» Short exercise
Identify and copy each line in the entries below that contains the string "black". Case counts.

++++++++++++++++++++

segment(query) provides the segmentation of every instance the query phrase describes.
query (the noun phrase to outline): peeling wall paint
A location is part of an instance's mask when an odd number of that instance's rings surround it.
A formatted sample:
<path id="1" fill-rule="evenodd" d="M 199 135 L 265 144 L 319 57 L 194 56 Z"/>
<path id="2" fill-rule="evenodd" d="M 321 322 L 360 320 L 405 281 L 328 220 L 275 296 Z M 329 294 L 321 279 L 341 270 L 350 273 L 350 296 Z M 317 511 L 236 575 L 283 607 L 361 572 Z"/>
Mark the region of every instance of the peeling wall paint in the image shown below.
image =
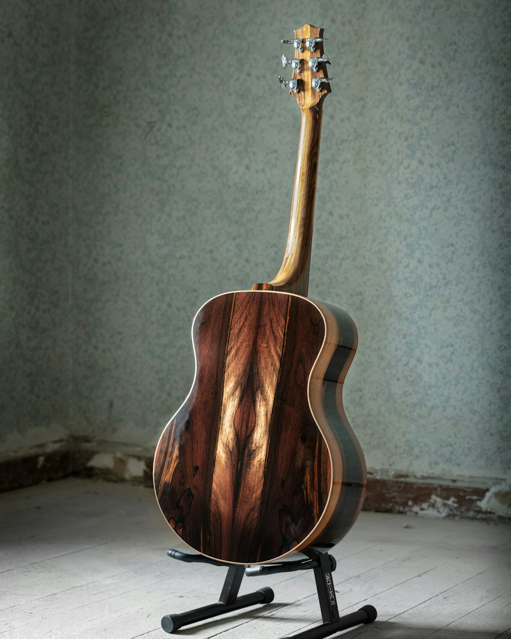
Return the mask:
<path id="1" fill-rule="evenodd" d="M 511 517 L 511 475 L 502 484 L 490 488 L 478 505 L 488 512 Z"/>

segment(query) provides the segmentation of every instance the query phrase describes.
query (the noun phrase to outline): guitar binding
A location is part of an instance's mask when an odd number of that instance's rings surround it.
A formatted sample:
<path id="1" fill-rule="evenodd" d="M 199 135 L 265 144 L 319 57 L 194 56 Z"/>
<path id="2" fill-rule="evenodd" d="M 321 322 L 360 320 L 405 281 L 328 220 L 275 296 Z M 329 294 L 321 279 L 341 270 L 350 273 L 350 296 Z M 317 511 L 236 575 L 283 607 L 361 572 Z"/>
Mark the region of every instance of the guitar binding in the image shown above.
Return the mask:
<path id="1" fill-rule="evenodd" d="M 254 592 L 238 596 L 238 593 L 243 576 L 254 577 L 298 570 L 313 570 L 314 572 L 323 622 L 309 630 L 289 635 L 287 639 L 322 639 L 342 630 L 374 621 L 376 619 L 376 610 L 370 605 L 363 606 L 355 612 L 339 617 L 332 576 L 336 568 L 335 559 L 327 553 L 321 553 L 316 550 L 306 549 L 301 552 L 307 558 L 245 567 L 244 566 L 233 566 L 210 559 L 202 555 L 188 555 L 171 548 L 167 554 L 172 559 L 187 563 L 211 564 L 213 566 L 225 566 L 227 568 L 227 574 L 218 602 L 194 608 L 187 612 L 165 615 L 162 619 L 162 628 L 166 633 L 173 634 L 179 628 L 190 624 L 204 621 L 249 606 L 270 603 L 273 601 L 274 594 L 271 589 L 267 587 L 263 587 Z"/>

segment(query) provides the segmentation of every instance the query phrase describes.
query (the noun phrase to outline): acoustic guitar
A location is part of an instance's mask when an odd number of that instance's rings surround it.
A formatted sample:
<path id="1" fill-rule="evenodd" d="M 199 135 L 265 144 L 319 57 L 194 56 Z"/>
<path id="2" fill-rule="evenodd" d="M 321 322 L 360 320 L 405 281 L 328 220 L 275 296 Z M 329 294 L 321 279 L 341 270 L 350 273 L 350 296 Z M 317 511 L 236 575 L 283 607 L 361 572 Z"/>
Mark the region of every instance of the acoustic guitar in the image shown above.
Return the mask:
<path id="1" fill-rule="evenodd" d="M 334 546 L 363 500 L 360 447 L 342 407 L 357 333 L 307 298 L 323 103 L 323 29 L 305 25 L 280 78 L 301 113 L 287 243 L 267 284 L 209 300 L 192 334 L 195 373 L 160 438 L 156 498 L 194 551 L 250 565 Z"/>

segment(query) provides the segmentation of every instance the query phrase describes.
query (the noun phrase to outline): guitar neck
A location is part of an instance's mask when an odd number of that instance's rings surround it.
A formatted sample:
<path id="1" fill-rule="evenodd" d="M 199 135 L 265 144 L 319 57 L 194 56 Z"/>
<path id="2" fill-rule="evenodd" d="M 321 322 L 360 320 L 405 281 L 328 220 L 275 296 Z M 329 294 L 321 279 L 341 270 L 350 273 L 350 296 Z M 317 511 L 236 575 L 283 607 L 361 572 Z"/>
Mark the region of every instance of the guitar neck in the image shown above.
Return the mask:
<path id="1" fill-rule="evenodd" d="M 282 65 L 291 64 L 291 81 L 280 78 L 281 86 L 289 86 L 296 98 L 301 113 L 298 155 L 293 190 L 291 214 L 287 243 L 280 270 L 268 284 L 255 284 L 254 289 L 282 291 L 307 296 L 312 225 L 314 221 L 316 185 L 319 139 L 321 135 L 323 102 L 330 92 L 327 77 L 328 56 L 323 52 L 323 29 L 310 24 L 294 31 L 293 40 L 282 40 L 293 45 L 293 59 L 286 56 Z"/>
<path id="2" fill-rule="evenodd" d="M 287 243 L 280 269 L 269 282 L 274 290 L 307 296 L 323 108 L 300 109 L 301 123 Z"/>

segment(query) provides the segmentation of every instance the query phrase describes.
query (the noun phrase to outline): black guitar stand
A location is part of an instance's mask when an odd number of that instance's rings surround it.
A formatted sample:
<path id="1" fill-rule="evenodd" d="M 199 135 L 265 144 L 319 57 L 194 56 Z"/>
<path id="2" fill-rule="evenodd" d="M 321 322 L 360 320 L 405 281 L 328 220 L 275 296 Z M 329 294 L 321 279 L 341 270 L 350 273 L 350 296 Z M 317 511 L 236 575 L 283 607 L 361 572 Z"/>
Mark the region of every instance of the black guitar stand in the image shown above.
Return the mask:
<path id="1" fill-rule="evenodd" d="M 363 606 L 356 612 L 339 617 L 332 577 L 332 573 L 335 570 L 335 560 L 331 555 L 315 550 L 304 550 L 302 553 L 307 557 L 307 559 L 245 568 L 243 566 L 233 566 L 208 559 L 202 555 L 187 555 L 178 550 L 169 550 L 167 554 L 173 559 L 223 566 L 228 567 L 228 570 L 220 600 L 217 603 L 197 608 L 188 610 L 188 612 L 165 615 L 162 619 L 162 627 L 166 633 L 174 633 L 183 626 L 188 626 L 196 621 L 203 621 L 204 619 L 210 619 L 218 615 L 224 615 L 233 610 L 239 610 L 257 603 L 270 603 L 273 600 L 273 591 L 271 588 L 263 587 L 248 595 L 238 596 L 243 575 L 254 577 L 275 573 L 291 573 L 296 570 L 314 571 L 323 623 L 310 630 L 304 630 L 297 635 L 291 635 L 288 639 L 323 639 L 323 637 L 330 636 L 354 626 L 369 624 L 374 621 L 376 619 L 376 610 L 372 606 Z"/>

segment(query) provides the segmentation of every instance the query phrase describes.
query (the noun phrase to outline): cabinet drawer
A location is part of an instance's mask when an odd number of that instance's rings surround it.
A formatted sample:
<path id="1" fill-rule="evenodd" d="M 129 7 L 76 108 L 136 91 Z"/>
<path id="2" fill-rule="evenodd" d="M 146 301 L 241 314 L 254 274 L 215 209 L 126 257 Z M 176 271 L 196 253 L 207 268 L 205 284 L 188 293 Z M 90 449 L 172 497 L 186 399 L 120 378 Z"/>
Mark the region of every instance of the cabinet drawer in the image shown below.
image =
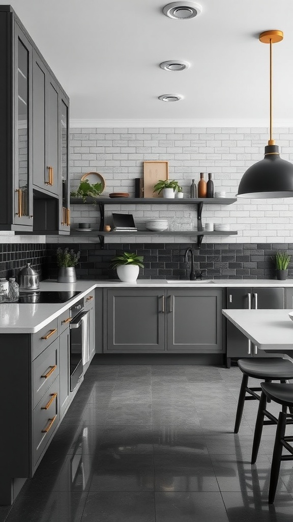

++++++++++++++++++++

» Answer to this task
query (the noun phrase to outline): black guitar stand
Mark the region of every instance of the black guitar stand in the image shown above.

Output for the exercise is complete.